§ **PROBLEM TO SOLVE**
Write out, word for word, every line from the one containing "Query: chrome grille" through the last line of the records below, both ends included.
— Start of GIVEN ENTRIES —
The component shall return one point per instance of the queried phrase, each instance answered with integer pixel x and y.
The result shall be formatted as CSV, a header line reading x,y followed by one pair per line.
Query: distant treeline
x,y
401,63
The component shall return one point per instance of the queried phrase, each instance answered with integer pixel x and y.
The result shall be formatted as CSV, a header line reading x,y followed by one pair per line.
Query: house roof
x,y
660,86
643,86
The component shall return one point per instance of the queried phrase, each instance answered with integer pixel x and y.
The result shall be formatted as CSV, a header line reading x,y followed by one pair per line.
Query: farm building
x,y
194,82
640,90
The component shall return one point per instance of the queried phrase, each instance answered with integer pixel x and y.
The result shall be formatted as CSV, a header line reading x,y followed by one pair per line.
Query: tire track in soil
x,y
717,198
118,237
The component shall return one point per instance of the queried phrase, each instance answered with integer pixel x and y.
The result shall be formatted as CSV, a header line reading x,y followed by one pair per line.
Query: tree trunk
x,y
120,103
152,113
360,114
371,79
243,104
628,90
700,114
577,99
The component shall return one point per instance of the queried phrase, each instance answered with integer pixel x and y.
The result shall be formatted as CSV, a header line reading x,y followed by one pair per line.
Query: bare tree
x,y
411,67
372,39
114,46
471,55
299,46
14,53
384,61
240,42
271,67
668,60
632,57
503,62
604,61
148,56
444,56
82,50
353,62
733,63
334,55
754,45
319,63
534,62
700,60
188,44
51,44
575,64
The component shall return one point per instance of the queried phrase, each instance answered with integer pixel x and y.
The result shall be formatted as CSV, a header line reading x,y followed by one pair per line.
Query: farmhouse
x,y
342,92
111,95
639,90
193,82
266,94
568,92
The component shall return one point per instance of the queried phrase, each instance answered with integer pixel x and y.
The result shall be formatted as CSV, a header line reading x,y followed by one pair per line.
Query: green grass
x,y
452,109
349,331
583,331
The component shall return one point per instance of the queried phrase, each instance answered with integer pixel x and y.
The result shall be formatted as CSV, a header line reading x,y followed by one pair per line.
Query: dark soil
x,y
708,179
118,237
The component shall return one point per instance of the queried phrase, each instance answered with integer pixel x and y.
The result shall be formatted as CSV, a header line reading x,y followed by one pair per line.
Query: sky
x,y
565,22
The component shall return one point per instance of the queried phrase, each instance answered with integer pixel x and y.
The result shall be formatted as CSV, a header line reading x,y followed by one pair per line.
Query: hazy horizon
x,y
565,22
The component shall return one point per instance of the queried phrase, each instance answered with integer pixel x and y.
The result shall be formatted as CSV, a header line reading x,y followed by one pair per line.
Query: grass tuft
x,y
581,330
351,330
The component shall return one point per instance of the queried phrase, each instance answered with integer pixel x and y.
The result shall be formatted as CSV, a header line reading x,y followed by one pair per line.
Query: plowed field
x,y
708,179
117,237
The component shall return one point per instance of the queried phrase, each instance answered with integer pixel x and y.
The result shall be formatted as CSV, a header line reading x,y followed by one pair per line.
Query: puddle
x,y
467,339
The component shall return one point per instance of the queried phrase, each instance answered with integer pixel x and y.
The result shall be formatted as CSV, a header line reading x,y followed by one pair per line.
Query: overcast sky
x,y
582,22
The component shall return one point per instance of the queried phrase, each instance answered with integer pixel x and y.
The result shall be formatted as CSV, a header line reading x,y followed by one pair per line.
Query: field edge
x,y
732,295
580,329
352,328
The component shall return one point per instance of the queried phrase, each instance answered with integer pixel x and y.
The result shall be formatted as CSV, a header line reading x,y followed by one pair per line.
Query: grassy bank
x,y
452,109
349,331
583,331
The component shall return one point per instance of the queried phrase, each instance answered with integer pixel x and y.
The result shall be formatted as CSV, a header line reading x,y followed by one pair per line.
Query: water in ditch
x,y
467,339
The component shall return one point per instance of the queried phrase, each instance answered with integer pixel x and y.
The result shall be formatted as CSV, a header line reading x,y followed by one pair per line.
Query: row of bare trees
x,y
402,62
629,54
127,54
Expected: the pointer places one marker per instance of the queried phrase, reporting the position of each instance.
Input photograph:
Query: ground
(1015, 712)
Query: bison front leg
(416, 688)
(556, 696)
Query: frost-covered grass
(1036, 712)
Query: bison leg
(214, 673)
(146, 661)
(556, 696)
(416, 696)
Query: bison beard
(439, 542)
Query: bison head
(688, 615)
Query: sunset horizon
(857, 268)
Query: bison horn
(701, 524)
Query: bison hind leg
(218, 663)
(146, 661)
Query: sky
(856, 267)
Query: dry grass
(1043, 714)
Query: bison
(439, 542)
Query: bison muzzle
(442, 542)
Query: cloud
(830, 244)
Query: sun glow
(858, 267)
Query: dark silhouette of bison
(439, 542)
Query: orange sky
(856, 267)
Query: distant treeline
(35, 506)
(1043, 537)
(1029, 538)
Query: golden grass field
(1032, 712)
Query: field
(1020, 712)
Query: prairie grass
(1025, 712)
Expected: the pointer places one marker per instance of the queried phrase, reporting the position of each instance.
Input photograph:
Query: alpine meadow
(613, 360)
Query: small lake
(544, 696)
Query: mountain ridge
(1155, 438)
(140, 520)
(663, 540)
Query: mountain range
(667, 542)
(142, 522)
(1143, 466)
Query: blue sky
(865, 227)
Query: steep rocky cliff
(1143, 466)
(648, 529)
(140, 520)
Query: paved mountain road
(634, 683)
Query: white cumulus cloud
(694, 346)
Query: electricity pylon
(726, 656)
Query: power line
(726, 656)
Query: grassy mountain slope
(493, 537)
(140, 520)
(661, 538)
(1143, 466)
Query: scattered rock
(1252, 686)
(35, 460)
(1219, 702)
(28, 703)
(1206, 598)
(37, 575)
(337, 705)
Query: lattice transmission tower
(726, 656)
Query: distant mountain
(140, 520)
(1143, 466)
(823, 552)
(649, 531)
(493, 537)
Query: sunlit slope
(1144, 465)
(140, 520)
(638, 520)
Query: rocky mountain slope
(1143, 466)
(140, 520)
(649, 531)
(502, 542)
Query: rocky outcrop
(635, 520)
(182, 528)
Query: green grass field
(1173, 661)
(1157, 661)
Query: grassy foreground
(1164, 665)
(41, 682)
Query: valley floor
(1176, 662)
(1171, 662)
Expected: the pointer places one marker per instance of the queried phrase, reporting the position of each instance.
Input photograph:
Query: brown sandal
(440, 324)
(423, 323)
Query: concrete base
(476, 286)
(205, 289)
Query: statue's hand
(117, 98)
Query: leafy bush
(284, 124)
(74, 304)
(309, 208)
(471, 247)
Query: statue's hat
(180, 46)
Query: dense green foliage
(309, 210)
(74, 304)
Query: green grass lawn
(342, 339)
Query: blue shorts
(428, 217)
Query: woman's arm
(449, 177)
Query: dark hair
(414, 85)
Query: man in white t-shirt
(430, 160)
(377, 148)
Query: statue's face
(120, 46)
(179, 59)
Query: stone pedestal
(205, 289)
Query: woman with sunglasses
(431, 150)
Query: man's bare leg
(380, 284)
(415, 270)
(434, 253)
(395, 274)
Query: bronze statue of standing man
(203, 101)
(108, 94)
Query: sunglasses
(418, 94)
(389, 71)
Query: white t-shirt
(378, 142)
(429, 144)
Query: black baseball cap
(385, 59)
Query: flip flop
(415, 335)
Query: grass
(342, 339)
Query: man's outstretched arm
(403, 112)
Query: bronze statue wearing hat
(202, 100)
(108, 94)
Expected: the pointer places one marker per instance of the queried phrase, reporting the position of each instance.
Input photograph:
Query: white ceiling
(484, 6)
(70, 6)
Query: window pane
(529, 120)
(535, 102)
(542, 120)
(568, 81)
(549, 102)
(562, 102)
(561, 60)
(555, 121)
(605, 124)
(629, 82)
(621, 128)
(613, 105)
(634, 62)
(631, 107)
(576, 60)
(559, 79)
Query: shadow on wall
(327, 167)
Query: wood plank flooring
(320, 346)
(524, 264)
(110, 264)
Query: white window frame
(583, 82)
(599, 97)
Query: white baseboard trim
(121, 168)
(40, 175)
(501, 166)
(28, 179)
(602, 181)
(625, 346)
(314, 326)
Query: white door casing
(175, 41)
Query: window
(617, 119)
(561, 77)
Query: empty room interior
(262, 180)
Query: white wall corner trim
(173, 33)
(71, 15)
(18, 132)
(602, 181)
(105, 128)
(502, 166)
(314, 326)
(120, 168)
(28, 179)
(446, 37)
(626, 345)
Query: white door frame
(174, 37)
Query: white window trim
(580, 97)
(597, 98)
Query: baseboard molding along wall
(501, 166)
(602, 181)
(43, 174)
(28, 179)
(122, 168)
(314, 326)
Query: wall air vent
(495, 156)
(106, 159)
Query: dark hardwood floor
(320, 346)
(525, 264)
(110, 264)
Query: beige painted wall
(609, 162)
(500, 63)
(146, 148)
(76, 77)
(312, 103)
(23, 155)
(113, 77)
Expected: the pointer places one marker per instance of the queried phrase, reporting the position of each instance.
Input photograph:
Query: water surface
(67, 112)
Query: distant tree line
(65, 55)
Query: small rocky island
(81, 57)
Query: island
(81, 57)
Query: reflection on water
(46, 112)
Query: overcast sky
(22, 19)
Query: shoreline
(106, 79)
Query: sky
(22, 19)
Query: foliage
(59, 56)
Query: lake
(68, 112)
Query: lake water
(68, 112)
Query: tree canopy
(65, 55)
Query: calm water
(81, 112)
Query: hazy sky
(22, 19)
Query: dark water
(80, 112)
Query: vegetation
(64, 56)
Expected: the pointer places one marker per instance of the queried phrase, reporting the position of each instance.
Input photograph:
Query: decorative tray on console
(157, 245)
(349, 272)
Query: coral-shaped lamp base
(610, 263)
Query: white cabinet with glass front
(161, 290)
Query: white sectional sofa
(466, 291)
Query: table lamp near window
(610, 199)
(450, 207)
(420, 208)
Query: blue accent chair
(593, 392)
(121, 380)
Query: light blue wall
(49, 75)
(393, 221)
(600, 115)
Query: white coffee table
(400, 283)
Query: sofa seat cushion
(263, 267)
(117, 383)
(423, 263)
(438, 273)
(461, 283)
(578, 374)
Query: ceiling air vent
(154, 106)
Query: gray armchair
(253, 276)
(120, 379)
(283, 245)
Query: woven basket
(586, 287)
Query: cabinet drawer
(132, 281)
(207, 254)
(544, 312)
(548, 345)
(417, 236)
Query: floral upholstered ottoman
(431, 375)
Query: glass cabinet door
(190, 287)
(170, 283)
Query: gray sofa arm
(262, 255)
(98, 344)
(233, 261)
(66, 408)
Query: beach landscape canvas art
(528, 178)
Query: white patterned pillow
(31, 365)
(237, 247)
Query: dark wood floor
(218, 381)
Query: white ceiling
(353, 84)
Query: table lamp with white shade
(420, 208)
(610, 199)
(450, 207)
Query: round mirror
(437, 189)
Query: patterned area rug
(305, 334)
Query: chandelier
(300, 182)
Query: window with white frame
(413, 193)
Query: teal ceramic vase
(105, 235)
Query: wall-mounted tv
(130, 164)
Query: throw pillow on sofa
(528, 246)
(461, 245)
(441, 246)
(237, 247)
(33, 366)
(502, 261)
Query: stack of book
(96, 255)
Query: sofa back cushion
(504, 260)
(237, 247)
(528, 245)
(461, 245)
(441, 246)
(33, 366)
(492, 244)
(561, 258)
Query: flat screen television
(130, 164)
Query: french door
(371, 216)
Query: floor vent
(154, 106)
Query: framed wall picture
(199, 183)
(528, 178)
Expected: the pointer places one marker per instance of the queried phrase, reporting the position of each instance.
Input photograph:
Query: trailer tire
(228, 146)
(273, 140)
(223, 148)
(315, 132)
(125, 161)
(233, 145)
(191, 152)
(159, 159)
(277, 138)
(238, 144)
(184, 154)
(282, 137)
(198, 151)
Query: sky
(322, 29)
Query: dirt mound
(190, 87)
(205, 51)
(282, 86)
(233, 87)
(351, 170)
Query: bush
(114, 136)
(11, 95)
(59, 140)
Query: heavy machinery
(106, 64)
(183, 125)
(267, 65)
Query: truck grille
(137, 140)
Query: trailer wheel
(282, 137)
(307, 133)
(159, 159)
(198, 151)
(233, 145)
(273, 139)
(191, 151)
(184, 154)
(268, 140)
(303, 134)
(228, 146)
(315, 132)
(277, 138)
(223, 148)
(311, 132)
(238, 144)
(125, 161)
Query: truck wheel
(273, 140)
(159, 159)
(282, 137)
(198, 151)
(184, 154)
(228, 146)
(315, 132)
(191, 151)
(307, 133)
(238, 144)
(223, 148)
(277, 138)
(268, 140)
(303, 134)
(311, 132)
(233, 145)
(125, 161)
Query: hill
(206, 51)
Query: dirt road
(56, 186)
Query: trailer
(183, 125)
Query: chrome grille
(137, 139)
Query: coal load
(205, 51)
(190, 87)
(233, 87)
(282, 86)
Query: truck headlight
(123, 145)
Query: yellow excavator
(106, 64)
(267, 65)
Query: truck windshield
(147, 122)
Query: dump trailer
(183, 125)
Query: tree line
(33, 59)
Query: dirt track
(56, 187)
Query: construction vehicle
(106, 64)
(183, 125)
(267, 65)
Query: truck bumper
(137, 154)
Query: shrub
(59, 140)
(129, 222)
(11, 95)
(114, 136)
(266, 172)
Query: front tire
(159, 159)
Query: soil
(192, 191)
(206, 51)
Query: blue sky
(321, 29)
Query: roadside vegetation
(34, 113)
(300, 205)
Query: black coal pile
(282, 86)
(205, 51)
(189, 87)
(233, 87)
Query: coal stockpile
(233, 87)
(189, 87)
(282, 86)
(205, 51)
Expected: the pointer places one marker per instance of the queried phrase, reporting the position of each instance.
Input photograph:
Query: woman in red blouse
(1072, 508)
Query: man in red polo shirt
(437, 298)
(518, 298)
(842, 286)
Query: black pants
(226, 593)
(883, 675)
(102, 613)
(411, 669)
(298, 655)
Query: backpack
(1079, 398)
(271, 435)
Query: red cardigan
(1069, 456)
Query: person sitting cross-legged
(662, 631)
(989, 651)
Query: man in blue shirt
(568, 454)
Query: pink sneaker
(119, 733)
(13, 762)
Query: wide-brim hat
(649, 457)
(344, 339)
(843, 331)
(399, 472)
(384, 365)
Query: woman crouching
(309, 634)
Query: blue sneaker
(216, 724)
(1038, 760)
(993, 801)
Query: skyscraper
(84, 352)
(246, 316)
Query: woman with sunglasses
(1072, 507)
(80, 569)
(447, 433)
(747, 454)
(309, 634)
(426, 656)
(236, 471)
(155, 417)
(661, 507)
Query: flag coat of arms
— End of GIVEN ENTRIES —
§ **SOLUTION TO THIS PROBLEM**
Query: chrome grille
(137, 139)
Query: coal load
(205, 51)
(190, 87)
(233, 87)
(282, 86)
Query: truck headlight
(123, 145)
Query: yellow excavator
(106, 64)
(267, 65)
Query: truck windshield
(147, 122)
Query: dump trailer
(183, 125)
Query: tree line
(33, 59)
Query: dirt track
(56, 187)
Query: construction vehicle
(106, 64)
(183, 125)
(267, 65)
Query: truck bumper
(137, 154)
Query: shrub
(59, 140)
(129, 222)
(11, 95)
(114, 136)
(266, 172)
Query: front tire
(159, 159)
Query: soil
(192, 191)
(206, 51)
Query: blue sky
(321, 29)
Query: roadside vegetation
(34, 113)
(300, 205)
Query: black coal pile
(282, 86)
(205, 51)
(189, 87)
(233, 87)
Query: coal stockpile
(233, 87)
(189, 87)
(282, 86)
(205, 51)
Expected: the pointer places one marker per instance of the queried phrase, reporting the position of each instance.
Input photograph:
Query: woman in red blouse
(1072, 508)
Query: man in red polo shirt
(437, 298)
(518, 298)
(842, 286)
Query: black pants
(226, 593)
(883, 675)
(102, 613)
(411, 669)
(298, 655)
Query: backpack
(1079, 398)
(271, 435)
Query: red cardigan
(1069, 456)
Query: person sitting cross-legged
(662, 631)
(989, 651)
Query: man in blue shirt
(568, 454)
Query: pink sneaker
(119, 733)
(13, 762)
Query: wide-brim hat
(649, 457)
(344, 339)
(843, 331)
(399, 472)
(384, 365)
Query: woman crouching
(309, 634)
Query: blue sneaker
(216, 724)
(1038, 760)
(993, 801)
Query: skyscraper
(84, 352)
(246, 316)
Query: woman with sunglasses
(1072, 507)
(80, 569)
(447, 433)
(747, 454)
(309, 634)
(426, 656)
(236, 471)
(155, 417)
(661, 507)
Query: flag coat of arms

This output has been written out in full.